(TEXTO FORNECIDO)
------------------------------------------------------------------------

Nas questões 481 a 483 de O Livro dos Espíritos, Kardec tratou de um tema pouco estudado entre os espíritas: “os convulsionários”. Para entendê-lo melhor, é preciso conhecer um pouco da história do diácono[1] jansenista François Pâris, cujo túmulo era visitado por peregrinos que ali eram tomados por convulsões, daí o nome “convulsionários”. Os jansenistas eram adeptos da doutrina religiosa sobre a graça, o livre-arbítrio e a predestinação, muito difundida no seio do Catolicismo, na França, entre os séculos XVII e XVIII, seguidores do bispo e teólogo católico holandês Cornélio Jansênio (1585-1638). Aos mais curiosos, recomendamos a leitura do excelente artigo sob o título “Convulsionários e sua história”,[2] publicado na revista Reformador, de outubro de 1985, isso porque, no presente trabalho, daremos ênfase a outros aspectos singulares despertados por essa mesma questão.
Na Revista Espírita,[3] Kardec reproduz um fato que se tornou símbolo do jansenismo, o qual auxilia a compreender melhor a origem dos convulsionários:
“Notícia – François Pâris, famoso diácono de Paris, morto em 1727, aos 37 anos de idade, era o filho mais velho de um conselheiro do Parlamento, a quem naturalmente devia suceder no cargo. Preferiu, no entanto, abraçar a carreira eclesiástica. Após a morte do pai, deixou os bens para o irmão e, durante algum tempo, ensinou catecismo na paróquia de São Cosme, encarregando-se da direção dos clérigos e fazendo-lhes conferências. O Cardeal de Noailles, a cuja causa estava ligado, quis nomeá-lo cura dessa paróquia, mas sobreveio um obstáculo imprevisto. O abade Pâris consagrou-se inteiramente ao retiro. Depois de ter experimentado diversos eremitérios, confinou-se numa casa do subúrbio de São Marcelo. Lá se entregou sem reserva à prece, às práticas mais rigorosas de penitência e ao trabalho manual. Fazia meias para os pobres, que considerava como seus irmãos; morreu nesse asilo. (...)

------------------------------------------------------------------------

(Linhas do conjunto de dados)

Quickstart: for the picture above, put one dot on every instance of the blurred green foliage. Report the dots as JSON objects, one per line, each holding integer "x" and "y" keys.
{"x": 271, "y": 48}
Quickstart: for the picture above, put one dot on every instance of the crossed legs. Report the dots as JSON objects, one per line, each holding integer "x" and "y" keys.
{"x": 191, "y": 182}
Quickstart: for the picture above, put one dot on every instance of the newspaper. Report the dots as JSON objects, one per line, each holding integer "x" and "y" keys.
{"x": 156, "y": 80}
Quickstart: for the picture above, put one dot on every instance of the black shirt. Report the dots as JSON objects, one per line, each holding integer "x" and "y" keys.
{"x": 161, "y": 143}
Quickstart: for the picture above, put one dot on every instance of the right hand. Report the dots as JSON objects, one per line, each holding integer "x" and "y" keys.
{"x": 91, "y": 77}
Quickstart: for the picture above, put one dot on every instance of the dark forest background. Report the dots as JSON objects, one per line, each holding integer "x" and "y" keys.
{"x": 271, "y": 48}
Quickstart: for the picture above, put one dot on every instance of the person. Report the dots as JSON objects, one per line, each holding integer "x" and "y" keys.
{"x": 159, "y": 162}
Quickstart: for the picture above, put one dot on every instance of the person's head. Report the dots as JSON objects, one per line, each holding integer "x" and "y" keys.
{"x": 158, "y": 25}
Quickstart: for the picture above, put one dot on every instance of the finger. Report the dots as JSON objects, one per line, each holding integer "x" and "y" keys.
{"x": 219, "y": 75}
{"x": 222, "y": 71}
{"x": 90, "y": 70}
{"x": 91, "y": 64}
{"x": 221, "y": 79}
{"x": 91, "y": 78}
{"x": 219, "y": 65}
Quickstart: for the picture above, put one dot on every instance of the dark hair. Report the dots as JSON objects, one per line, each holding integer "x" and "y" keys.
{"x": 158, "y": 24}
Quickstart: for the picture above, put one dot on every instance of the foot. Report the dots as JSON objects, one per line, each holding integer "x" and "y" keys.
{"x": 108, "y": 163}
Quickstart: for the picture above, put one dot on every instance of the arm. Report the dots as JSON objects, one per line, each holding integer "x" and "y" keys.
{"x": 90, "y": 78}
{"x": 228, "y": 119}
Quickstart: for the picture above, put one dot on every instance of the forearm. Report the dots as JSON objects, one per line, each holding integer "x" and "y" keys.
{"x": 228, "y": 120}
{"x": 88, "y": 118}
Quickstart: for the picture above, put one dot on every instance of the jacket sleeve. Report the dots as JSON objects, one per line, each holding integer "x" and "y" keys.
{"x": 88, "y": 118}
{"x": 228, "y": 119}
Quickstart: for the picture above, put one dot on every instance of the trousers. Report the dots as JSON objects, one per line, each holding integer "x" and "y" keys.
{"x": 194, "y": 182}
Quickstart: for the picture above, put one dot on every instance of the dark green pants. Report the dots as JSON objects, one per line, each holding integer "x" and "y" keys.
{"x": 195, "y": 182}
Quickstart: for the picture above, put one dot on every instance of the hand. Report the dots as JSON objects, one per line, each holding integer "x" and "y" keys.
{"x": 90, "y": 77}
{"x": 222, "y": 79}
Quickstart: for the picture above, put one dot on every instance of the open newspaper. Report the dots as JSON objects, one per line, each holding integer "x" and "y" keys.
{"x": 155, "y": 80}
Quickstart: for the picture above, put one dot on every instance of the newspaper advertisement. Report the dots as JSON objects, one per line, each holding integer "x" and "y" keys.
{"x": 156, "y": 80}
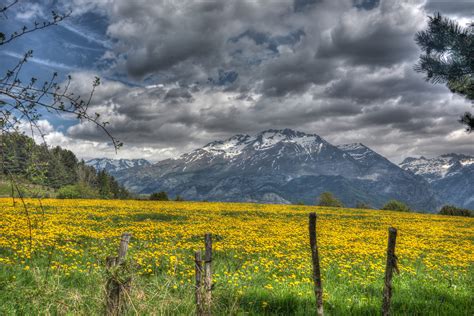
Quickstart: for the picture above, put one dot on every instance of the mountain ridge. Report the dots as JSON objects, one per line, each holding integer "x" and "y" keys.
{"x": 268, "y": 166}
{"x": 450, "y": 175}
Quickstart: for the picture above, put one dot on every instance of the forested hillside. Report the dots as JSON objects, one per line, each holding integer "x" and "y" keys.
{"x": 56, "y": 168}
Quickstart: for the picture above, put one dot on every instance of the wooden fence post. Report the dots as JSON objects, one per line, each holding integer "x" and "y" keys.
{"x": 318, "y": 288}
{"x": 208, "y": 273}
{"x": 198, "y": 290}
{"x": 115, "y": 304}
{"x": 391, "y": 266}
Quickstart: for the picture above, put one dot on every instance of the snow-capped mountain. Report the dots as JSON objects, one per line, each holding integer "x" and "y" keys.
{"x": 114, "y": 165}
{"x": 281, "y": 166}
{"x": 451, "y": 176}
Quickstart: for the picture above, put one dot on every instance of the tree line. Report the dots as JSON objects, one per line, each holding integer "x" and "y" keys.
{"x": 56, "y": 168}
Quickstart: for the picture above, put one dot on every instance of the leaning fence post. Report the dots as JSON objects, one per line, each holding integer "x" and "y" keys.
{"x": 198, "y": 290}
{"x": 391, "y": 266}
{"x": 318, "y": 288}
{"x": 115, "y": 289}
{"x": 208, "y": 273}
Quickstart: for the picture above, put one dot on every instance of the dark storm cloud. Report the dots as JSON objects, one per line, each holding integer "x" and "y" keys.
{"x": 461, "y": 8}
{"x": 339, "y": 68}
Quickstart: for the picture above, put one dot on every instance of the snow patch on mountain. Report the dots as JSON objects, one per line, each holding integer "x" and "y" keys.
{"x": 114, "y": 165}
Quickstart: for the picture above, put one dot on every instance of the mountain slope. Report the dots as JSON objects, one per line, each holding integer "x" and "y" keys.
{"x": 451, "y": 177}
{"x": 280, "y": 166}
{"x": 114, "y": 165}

------------------------------------------------------------------------

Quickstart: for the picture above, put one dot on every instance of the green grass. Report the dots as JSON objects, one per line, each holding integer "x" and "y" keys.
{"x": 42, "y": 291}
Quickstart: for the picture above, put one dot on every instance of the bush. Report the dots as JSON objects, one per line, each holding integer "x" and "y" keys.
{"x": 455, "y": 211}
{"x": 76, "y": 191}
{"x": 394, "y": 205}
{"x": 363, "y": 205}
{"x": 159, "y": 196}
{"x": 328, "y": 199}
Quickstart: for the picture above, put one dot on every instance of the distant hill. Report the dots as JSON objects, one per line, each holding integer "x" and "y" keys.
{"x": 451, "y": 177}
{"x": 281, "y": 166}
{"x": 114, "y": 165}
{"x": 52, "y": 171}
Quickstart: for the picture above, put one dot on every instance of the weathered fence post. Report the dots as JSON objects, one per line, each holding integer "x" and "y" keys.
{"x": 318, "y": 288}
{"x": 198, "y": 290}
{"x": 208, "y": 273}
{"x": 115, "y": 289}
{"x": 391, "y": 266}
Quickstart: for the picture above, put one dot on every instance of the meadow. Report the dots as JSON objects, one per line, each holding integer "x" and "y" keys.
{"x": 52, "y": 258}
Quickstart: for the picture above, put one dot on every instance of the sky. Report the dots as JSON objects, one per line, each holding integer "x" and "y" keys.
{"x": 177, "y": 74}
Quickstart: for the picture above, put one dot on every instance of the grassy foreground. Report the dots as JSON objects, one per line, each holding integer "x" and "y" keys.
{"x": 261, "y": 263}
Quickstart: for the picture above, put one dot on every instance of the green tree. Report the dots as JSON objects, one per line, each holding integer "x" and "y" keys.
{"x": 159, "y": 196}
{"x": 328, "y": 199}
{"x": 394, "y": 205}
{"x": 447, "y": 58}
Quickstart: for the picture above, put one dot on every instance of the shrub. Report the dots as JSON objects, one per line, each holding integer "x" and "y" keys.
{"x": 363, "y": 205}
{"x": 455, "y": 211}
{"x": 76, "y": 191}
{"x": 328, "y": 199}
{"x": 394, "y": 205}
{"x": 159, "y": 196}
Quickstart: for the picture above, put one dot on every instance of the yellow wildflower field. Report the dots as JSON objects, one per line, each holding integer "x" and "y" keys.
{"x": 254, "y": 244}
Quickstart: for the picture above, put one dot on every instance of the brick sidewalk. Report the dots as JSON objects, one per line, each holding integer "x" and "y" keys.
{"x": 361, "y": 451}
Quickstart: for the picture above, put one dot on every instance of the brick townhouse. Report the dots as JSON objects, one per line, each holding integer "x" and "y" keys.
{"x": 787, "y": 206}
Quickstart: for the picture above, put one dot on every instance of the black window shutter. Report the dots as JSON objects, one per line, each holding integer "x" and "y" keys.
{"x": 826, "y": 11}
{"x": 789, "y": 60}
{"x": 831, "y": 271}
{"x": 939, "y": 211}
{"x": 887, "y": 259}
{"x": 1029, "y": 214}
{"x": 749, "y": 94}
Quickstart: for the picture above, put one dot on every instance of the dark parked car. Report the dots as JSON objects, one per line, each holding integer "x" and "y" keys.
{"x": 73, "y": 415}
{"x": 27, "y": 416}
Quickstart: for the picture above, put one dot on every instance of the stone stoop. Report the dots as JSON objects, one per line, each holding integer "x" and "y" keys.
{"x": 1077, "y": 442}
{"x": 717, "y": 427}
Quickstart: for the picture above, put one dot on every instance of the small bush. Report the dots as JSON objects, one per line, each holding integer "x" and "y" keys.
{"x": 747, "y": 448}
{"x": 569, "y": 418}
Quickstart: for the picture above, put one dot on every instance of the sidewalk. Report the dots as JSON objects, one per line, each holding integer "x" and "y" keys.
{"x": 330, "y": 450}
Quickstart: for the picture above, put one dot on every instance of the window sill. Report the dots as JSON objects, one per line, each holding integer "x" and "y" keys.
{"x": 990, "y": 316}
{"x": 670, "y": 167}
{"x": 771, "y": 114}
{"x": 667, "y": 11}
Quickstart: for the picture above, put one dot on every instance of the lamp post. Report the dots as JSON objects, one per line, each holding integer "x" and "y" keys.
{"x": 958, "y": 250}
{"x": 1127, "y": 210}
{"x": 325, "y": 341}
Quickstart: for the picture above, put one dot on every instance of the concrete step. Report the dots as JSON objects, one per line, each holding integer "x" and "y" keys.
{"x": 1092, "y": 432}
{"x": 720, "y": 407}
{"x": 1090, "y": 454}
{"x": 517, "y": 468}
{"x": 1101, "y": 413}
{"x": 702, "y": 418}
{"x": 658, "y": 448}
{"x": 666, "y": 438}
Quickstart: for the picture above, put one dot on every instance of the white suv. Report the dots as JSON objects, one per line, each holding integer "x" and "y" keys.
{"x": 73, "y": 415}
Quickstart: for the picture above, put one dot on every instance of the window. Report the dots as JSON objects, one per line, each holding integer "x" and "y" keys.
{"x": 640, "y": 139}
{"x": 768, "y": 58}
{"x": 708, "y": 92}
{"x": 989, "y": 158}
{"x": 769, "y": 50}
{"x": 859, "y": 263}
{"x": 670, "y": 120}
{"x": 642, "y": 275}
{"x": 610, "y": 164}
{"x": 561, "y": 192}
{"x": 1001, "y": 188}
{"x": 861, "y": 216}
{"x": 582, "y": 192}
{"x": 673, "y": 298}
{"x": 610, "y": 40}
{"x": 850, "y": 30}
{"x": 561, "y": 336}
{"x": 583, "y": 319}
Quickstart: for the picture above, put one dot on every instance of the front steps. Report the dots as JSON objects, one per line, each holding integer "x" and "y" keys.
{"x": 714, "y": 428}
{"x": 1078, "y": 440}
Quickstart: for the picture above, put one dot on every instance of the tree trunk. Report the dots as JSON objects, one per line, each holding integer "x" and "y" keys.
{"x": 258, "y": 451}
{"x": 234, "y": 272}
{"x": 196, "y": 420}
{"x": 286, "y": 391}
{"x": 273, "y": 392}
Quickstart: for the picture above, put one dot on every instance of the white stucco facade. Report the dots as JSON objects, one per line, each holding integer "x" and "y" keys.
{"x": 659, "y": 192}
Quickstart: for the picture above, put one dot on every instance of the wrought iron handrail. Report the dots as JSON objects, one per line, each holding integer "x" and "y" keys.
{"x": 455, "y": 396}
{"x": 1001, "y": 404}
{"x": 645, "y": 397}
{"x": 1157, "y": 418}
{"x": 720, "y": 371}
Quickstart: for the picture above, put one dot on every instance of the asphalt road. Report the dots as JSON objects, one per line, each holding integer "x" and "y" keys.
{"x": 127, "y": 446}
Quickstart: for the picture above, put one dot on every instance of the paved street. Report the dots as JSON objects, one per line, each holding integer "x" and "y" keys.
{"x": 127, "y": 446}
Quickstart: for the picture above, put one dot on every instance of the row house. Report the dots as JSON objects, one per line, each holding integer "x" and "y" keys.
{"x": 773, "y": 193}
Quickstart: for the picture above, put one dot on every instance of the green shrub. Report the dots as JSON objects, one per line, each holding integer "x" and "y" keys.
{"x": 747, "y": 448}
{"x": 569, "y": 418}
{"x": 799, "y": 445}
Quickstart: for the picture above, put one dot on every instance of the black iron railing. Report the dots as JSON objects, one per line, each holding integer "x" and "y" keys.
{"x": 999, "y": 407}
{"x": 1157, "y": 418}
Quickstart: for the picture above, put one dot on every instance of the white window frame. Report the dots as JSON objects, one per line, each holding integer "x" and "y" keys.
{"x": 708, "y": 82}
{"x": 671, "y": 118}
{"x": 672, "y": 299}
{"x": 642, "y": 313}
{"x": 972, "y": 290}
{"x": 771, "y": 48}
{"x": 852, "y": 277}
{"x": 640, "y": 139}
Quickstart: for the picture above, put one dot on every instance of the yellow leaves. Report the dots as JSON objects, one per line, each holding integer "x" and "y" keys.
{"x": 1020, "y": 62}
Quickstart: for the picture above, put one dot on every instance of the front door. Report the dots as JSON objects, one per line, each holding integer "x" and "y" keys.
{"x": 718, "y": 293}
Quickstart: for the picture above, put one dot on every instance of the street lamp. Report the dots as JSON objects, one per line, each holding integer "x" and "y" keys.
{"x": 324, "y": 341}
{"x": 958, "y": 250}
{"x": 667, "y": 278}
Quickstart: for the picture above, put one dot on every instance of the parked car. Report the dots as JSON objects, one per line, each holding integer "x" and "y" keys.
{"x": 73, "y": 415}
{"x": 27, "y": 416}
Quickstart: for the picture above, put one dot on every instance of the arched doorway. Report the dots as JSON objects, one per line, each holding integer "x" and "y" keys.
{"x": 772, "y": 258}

------------------------------------------------------------------------

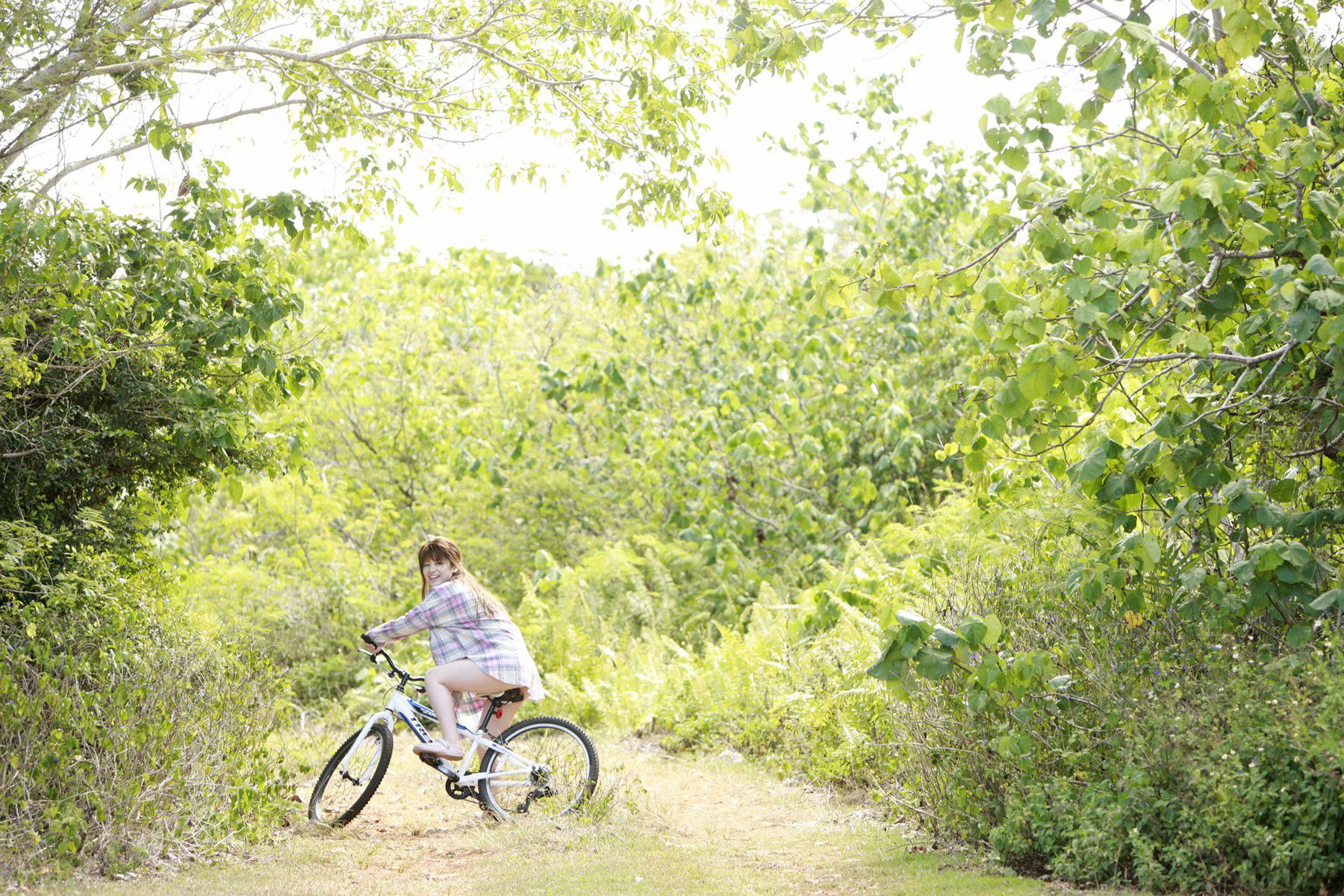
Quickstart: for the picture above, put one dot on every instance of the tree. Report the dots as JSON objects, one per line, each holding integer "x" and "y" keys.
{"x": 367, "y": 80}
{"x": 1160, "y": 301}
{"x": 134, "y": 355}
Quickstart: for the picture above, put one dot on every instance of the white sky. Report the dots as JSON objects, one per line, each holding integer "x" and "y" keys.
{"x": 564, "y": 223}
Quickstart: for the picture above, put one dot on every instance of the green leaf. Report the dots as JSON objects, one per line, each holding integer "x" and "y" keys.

------------------------------------------------------------------------

(TAREFAS A REALIZAR)
(1) Localize nos registros todas as linhas que contêm a palavra "yellow" e copie-as, levando em conta a diferença entre maiúsculas e minúsculas.
(2) Prossiga com o texto sobre os convulsionários a partir do ponto em que ele termina.
O texto e os registros são materiais independentes, sem relação entre si.

(RESPOSTAS EM ORDEM)
(1)
Quickstart: for the picture above, put one dot on every instance of the yellow wildflower field. Report the dots as JSON objects, one per line, each holding integer "x" and "y" keys.
Quickstart: for the picture above, put one dot on every instance of the yellow leaves. Report the dots as JSON objects, one per line, each holding integer "x" and "y" keys.

(2)
Tendo seu irmão mandado erigir-lhe um túmulo no pequeno cemitério de Saint-Médard, os pobres socorridos pelo piedoso diácono, alguns ricos que ele havia edificado e algumas mulheres que tinha instruído para lá se dirigiam, a fim de fazer preces. Houve curas que pareceram maravilhosas e convulsões que foram consideradas perigosas e ridículas. A autoridade[4] viu-se enfim obrigada a fazer cessar esse espetáculo, determinando o fechamento do cemitério no dia 27 de janeiro de 1732. Então os mesmos entusiastas foram provocar suas convulsões em casas particulares. Na opinião de muita gente, o túmulo do diácono Pâris foi o túmulo do jansenismo. Mas algumas pessoas julgaram ver o dedo de Deus, tornando-se mais ligadas a uma seita capaz de produzir tais maravilhas. Há diferentes histórias desse diácono, do qual talvez jamais teriam falado se não o houvessem querido transformar num taumaturgo.[5]
Entre os fenômenos estranhos apresentados pelos Convulsionários de Saint-Médard citam-se: a faculdade de resistir a golpes tão terríveis que os corpos deveriam ficar triturados; a de falar línguas ignoradas ou esquecidas; um desdobramento extraordinário da inteligência: os mais ignorantes entre eles improvisaram discursos sobre a graça, os males da igreja, o fim do mundo, etc.; a faculdade de ler o pensamento; postos em contato com os doentes, apresentavam dores no mesmo local daqueles que os consultavam; (...)
A insensibilidade física produzida pelo êxtase deu lugar a cenas atrozes. A loucura chegou a ponto de realmente crucificarem vítimas infelizes, a fazer-lhes sofrer todos os detalhes da Paixão do Cristo. E estas vítimas (...) solicitavam as terríveis torturas, designadas entre os Convulsionários pelo nome de grande socorro.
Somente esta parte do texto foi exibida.